Recorded data.

---

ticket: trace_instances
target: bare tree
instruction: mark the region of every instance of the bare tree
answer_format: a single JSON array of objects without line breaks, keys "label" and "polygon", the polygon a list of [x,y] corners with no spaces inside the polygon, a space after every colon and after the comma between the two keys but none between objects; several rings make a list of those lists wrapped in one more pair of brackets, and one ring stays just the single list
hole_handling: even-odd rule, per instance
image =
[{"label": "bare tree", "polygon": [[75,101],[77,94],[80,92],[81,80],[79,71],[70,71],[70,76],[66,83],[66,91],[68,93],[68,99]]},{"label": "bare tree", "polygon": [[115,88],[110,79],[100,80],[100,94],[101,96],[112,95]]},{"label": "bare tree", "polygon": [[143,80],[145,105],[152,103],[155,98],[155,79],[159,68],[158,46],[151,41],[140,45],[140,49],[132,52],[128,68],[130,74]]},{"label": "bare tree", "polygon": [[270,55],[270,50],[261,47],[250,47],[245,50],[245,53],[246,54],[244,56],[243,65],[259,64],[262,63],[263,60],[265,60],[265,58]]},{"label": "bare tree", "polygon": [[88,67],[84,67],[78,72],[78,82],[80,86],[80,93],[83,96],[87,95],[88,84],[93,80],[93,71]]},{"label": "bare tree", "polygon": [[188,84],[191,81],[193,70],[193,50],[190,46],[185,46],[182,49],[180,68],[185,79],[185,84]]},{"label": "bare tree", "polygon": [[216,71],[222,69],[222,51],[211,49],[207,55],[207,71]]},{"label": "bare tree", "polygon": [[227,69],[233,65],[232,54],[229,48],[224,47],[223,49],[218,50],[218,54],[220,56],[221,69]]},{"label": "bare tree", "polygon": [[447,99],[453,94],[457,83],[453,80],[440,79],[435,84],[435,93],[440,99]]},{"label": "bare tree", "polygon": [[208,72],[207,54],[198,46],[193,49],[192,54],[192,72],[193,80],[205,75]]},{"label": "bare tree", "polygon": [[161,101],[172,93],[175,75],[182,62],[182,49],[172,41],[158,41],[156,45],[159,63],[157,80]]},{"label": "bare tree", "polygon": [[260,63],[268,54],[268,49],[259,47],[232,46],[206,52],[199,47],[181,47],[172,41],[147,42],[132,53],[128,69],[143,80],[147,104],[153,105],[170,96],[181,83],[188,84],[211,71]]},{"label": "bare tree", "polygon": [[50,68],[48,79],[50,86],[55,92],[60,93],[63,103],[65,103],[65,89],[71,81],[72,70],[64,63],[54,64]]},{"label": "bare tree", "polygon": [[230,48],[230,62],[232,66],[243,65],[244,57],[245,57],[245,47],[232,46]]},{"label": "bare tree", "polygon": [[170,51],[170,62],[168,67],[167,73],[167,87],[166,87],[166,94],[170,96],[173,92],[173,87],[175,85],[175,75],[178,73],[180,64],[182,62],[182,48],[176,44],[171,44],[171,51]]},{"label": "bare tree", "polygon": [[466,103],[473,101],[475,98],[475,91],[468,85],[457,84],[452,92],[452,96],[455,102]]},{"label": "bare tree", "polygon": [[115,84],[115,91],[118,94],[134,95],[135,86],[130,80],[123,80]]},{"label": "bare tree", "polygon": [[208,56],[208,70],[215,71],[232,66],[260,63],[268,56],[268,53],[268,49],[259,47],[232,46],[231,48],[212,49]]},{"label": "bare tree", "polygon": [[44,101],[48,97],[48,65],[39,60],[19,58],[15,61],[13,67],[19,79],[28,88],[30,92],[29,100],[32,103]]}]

---

Directions.
When a line of the entries above contains the word "every", include it in a tally, then give that tally alone.

Answer for the task.
2